::: Data to process

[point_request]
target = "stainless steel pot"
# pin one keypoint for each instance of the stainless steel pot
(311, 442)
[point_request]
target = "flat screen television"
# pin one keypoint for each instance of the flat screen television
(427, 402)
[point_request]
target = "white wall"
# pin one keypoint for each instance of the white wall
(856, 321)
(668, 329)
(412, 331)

::::::

■ Task statement
Extract every line of the records above and reproduce each one unchanged, in the same order.

■ Full response
[point_request]
target = "stainless steel pot"
# pin one keypoint for each instance of the stainless steel pot
(311, 442)
[point_request]
target = "flat screen television"
# pin one keypoint for each instance of the flat screen television
(427, 402)
[point_request]
target = "white wall"
# pin one keypoint for each instance of the white wall
(856, 321)
(668, 329)
(412, 331)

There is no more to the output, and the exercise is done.